Ensuite, ils changent sans cesse de stratégie. « Courir après les hausses et vendre dans la panique sont les ennemis jurés des profits », avertit Mark.
Selon lui, c’est sur les valeurs de premier ordre et les jetons mèmes que résident les meilleures opportunités de ce cycle. À mesure que la liquidité s’améliore, il remarque aussi une nouvelle tendance : « Les jetons récemment listés sur Binance affichent des envolées de 2 à 3 fois, alors qu’auparavant ils perdaient souvent la moitié de leur valeur. Mon capital principal est donc sur Ethereum, mais j’en réserve une part pour capter les nouveaux listings et prendre des risques calculés. »
« Mais, franchement, les occasions pour les investisseurs particuliers se font rares. » Mark demeure pessimiste, prévoyant que la crypto ressemblera de plus en plus au marché actions américain, avec des jetons de premier ordre aux mains des institutionnels. Le dernier bastion des investisseurs particuliers sera celui des jetons mèmes, mais y prospérer exigera intelligence, temps et implication — seuls 10 % des particuliers en profiteront vraiment.
Hippo rejoint en partie cette analyse, mais considère que les investisseurs particuliers devraient aussi surveiller les jetons liés à l’infrastructure de trading.
Ces actifs sont essentiels, impossibles à éviter et, s’ils survivent, généreront un fort consensus et de la valeur potentielle.
« Le premier changement à opérer pour les investisseurs particuliers, c’est l’état d’esprit : il faut dire adieu aux rêves d’enrichissement éclair », recommande Hippo. « Il est peu probable qu’on revoie des multiplications par 30 ou 100 sur les altcoins, mais les valeurs de premier ordre offrent encore des potentiels de 3 à 5 fois par cycle. Et à chaque marché haussier, des jetons mèmes exceptionnels percent. Si on tombe sur le vrai phénomène, le rendement peut être très solide. »
Certaines stratégies investisseurs particuliers à faible risque et faible seuil d’accès, comme le trading de nouveaux jetons ou la création d’inscriptions, ont quasiment disparu sur ce marché.

MATÉRIEL FOURNI:

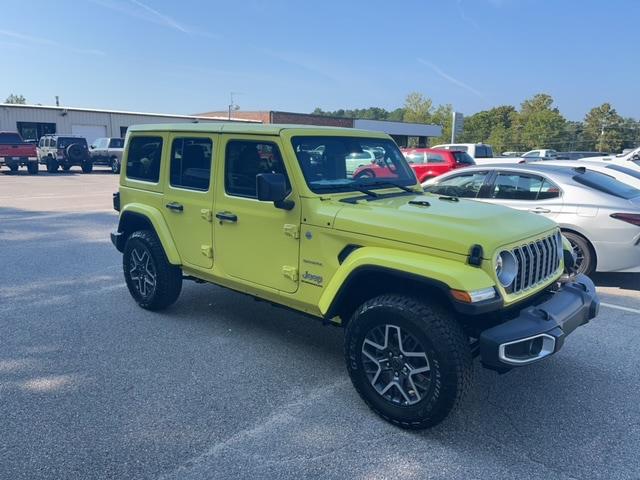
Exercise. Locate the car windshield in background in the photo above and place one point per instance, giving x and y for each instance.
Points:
(606, 184)
(65, 142)
(463, 158)
(9, 138)
(351, 163)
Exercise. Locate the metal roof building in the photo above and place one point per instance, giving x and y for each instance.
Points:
(33, 121)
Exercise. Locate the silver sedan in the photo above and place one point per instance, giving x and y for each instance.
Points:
(598, 214)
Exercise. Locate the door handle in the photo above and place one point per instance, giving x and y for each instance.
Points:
(176, 207)
(540, 210)
(227, 217)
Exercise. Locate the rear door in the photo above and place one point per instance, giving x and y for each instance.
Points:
(188, 197)
(528, 192)
(255, 241)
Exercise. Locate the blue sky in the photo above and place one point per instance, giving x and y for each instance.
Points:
(186, 56)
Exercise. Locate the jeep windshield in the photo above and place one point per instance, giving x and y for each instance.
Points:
(343, 164)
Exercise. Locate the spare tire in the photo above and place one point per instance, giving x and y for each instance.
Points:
(75, 153)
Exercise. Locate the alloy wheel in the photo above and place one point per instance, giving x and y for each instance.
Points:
(142, 272)
(396, 364)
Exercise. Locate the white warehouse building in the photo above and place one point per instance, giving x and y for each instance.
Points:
(33, 121)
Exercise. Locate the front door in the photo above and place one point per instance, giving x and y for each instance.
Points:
(254, 241)
(188, 197)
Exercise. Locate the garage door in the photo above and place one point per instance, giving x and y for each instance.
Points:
(90, 132)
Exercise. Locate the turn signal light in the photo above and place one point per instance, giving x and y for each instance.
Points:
(632, 218)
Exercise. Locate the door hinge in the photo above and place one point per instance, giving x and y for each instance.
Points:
(290, 272)
(206, 214)
(291, 230)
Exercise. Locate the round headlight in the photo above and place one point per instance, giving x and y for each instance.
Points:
(506, 268)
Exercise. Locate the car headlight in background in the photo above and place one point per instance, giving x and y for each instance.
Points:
(506, 268)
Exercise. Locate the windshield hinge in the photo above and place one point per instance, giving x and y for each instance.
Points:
(290, 272)
(206, 214)
(291, 230)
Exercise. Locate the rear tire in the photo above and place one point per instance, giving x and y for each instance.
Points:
(414, 382)
(152, 281)
(585, 255)
(52, 165)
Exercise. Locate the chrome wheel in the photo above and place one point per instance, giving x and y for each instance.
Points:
(142, 272)
(396, 364)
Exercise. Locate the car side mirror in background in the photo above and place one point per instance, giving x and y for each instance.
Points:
(272, 187)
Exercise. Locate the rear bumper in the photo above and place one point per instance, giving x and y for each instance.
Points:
(540, 329)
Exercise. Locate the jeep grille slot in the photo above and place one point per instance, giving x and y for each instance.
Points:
(537, 262)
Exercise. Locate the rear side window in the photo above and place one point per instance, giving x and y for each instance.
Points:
(606, 184)
(463, 158)
(191, 163)
(244, 159)
(435, 158)
(9, 138)
(465, 185)
(143, 159)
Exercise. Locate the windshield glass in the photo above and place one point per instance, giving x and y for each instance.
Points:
(65, 142)
(349, 163)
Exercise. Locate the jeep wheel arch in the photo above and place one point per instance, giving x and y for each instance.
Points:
(132, 220)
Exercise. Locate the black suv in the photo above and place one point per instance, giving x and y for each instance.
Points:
(64, 151)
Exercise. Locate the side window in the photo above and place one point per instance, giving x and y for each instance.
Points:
(435, 158)
(513, 186)
(548, 190)
(191, 163)
(244, 159)
(466, 185)
(143, 159)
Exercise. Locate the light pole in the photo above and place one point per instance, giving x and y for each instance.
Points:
(232, 105)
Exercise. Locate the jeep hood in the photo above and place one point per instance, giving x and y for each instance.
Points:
(448, 225)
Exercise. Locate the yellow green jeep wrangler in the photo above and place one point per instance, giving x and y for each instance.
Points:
(421, 283)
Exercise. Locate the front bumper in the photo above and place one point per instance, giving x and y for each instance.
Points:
(540, 329)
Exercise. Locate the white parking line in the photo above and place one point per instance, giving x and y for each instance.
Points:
(618, 307)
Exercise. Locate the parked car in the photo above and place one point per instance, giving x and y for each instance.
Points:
(624, 174)
(15, 152)
(598, 214)
(480, 152)
(539, 154)
(107, 151)
(64, 151)
(420, 283)
(630, 159)
(578, 155)
(425, 162)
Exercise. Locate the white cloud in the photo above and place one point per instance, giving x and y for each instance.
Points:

À FAIRE:
• A. Répondez à ces questions d'après le texte à lire :
(i) Sur quelle cryptomonnaie Mark place-t-il son capital principal ?
(ii) Selon Mark, quelle part des particuliers profitera vraiment des jetons mèmes ?
(iii) Quel potentiel par cycle Hippo attribue-t-il encore aux valeurs de premier ordre ?
• B. Comment traduire en anglais cette phrase du texte à lire : « Ces actifs sont essentiels, impossibles à éviter et, s’ils survivent, généreront un fort consensus et de la valeur potentielle. » ?

CORRIGÉ DES EXERCICES:
• A.
(i) Sur Ethereum.
(ii) Seuls 10 % des particuliers.
(iii) Un potentiel de 3 à 5 fois par cycle.

• B. These assets are essential, impossible to avoid, and, if they survive, will generate strong consensus and potential value.